*** Records provided ***
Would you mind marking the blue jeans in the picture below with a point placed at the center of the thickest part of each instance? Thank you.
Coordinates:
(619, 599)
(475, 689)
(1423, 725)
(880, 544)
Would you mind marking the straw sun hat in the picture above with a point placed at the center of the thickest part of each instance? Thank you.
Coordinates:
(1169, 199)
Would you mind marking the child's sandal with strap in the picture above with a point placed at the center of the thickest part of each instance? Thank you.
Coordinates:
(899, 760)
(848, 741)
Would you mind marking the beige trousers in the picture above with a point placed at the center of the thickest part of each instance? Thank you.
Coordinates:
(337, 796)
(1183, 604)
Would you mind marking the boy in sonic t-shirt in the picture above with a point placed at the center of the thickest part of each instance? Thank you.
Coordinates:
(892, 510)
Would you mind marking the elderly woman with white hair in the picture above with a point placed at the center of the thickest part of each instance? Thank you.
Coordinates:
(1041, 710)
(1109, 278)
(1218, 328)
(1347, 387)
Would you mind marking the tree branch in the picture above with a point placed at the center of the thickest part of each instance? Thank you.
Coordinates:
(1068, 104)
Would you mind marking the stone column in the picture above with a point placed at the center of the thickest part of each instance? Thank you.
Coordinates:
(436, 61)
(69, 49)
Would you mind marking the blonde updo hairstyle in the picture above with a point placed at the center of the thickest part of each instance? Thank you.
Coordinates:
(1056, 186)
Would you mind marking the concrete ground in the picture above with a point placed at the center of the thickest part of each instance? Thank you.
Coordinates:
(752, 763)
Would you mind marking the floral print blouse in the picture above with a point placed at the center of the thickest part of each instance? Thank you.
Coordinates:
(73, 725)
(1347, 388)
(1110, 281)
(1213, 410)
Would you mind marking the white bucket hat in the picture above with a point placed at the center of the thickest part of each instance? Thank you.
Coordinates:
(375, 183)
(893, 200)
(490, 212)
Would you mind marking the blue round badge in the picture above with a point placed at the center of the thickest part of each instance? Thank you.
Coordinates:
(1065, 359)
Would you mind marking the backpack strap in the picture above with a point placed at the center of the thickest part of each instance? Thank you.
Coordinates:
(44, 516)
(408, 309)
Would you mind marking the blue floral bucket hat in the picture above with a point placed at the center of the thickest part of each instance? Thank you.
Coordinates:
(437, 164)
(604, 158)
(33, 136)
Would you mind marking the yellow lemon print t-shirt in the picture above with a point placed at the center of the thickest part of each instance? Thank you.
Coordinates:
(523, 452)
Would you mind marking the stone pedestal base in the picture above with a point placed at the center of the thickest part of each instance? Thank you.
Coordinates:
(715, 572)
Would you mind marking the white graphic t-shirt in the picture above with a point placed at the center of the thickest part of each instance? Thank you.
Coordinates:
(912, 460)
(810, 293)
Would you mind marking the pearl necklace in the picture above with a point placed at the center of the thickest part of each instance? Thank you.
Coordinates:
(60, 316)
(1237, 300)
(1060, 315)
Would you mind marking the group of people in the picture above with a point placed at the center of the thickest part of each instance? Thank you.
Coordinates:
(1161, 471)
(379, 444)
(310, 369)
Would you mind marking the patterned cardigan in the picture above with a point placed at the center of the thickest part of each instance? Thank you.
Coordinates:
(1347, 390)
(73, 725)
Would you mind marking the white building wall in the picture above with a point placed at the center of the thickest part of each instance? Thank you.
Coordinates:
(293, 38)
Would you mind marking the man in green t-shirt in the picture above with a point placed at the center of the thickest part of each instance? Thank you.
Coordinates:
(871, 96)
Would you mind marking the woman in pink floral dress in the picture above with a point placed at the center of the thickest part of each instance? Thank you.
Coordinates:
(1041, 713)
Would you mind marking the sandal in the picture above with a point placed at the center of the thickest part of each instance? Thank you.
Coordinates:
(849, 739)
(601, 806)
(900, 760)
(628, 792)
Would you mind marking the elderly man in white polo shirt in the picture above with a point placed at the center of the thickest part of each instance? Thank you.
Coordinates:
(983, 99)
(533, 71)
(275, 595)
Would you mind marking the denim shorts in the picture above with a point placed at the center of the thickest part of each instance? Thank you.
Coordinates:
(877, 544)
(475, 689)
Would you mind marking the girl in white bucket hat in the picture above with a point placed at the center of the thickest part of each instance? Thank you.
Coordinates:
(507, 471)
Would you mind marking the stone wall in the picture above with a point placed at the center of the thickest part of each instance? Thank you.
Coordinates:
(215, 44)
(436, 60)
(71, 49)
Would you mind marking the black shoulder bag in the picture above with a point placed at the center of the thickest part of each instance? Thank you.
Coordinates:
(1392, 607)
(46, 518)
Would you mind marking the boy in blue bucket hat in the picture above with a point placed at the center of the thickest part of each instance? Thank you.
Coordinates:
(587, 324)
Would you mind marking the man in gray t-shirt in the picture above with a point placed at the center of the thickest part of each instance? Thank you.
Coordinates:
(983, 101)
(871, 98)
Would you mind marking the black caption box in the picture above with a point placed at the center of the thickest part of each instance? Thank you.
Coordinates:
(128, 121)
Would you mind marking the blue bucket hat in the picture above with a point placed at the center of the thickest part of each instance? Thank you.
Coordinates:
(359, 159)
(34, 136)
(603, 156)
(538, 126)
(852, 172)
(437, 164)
*** End of Records provided ***
§ Problem: Wherever a line in the data above contains the word "elderly", copy that line.

§ Problem solution:
Would you mind marking the elderly woman with white hair in the picture above with a point placed at the center of the thickest part of each instance? Thank you.
Would you mind marking the elderly man in white polo shirt in the picture above with a point placed at the center of the thickest part of each instance? Thank you.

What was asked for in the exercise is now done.